**Excerpted passage:**
--- START ---
Hi, this is the question from My book, i Will show

My progress aswell

Problem:A vector u has got the coordinates

(1,2) in Two different basis (e1,e2) and (f1,f2).

We know That f1-f2 = e1+e2. Find the

General relationship between the coordinates

In both of the basis

My progress

First of all.

I use Two formulas

(1) y=t(inverse)*x. T = change of basis Matrix

(2) x=t*y

So i try to set up two different change of basis

Matrices one for the basis of e and with f

To be exact i mean e1+2e2 and F1+2f2

So i use these values to create Two different matrices

T(f)= 1 1

-1 2

And t(e) = 1 1

1 2

I have written the basis values from their

Rows to columns and placed them in the

First columns

I need the general relationship

So i assume That i need the inverse

Of the f:s basis and because formula

With the y has got t inverse

Y represents f basis and i assume

That i need to invert the matrix

Of t(f)

Through gaussian elimination

Or determinants i get inverse of t(f)

1/3. * 2 -1

1 1

How can i proceed to get

The general relationship between

The coordinates in the Two basis?

Can someone Solve this for me

The right answer should be

(y1,y2) = (x1, -4*x1 + 3*x2)
--- END ---
**Stated task 1:** In the forum post, what relationship between the two bases is given as known?
**Stated task 2:** Sum up the forum post in two sentences.
The rows that come next are separate material, unrelated to the forum post.

**Excerpted data:**
--- START ---
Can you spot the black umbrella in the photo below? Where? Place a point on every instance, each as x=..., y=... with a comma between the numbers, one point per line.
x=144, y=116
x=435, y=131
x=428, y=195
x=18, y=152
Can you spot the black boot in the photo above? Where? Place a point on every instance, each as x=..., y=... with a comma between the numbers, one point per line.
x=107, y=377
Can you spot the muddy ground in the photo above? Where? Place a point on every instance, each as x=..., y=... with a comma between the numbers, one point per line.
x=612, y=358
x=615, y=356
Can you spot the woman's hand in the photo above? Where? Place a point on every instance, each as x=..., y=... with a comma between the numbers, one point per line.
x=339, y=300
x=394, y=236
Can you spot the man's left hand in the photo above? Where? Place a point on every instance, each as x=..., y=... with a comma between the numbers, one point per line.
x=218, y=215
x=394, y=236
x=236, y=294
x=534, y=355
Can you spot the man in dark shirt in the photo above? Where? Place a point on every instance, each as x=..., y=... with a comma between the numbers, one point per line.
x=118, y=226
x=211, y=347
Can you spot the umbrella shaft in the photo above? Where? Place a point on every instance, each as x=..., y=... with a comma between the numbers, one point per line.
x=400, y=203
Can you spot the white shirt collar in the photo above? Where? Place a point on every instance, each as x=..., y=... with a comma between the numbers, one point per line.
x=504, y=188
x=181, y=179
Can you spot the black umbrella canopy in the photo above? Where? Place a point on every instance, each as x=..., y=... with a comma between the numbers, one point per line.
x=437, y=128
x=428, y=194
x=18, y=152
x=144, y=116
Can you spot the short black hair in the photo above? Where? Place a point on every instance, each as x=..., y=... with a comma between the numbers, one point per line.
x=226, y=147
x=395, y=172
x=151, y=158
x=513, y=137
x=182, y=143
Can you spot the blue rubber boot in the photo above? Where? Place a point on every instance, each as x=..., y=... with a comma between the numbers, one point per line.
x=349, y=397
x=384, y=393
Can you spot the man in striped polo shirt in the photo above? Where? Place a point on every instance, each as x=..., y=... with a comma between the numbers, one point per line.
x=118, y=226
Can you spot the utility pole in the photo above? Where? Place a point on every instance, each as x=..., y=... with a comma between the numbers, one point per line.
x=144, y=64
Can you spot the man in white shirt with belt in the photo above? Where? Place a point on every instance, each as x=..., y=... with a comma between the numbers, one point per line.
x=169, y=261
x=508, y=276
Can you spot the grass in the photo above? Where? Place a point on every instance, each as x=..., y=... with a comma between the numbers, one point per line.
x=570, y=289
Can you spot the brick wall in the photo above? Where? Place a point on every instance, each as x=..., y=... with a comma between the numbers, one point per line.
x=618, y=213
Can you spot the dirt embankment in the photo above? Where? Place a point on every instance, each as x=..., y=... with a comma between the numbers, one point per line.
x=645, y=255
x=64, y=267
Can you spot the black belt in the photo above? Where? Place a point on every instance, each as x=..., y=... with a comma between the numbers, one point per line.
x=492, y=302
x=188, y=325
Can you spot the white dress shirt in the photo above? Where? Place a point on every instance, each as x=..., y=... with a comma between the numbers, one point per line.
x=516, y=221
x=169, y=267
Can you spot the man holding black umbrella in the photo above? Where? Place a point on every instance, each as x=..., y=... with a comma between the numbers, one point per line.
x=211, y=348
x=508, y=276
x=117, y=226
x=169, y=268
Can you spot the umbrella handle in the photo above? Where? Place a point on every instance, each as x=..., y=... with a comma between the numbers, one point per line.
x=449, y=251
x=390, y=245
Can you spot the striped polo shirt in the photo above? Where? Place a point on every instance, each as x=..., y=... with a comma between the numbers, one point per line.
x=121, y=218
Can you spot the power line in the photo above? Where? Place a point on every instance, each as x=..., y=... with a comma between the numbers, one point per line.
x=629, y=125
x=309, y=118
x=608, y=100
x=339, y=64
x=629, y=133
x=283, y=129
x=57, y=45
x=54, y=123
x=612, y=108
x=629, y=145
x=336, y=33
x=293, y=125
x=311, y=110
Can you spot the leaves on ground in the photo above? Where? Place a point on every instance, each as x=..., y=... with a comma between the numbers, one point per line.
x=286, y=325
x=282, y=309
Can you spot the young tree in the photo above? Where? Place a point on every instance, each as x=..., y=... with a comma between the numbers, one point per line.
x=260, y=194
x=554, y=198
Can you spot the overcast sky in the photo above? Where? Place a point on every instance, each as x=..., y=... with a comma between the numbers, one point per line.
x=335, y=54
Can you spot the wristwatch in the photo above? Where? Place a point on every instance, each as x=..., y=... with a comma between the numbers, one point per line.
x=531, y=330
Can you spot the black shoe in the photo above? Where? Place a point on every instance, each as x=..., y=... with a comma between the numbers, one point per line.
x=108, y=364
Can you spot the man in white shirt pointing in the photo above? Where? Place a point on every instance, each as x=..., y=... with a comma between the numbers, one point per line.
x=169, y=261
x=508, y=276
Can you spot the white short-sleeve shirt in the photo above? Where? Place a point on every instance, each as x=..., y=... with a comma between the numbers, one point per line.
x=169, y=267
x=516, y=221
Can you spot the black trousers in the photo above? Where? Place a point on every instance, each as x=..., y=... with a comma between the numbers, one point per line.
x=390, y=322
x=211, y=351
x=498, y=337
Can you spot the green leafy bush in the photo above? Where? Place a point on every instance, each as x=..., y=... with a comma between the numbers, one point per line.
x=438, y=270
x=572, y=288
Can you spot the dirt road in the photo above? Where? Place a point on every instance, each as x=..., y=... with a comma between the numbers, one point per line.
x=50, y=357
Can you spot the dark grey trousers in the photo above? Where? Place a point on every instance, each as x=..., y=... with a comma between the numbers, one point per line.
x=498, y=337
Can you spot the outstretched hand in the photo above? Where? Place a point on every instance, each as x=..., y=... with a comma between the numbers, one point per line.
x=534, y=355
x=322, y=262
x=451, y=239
--- END ---
**Correct answer 1:** f1 - f2 = e1 + e2

**Correct answer 2:** The poster shares a textbook problem in which a vector u has coordinates (1,2) in two bases (e1,e2) and (f1,f2), with f1 - f2 = e1 + e2, and the task is to find the general relationship between coordinates in the two bases. The poster has built change-of-basis matrices and inverted one of them, and asks how to continue toward the expected answer (y1,y2) = (x1, -4*x1 + 3*x2).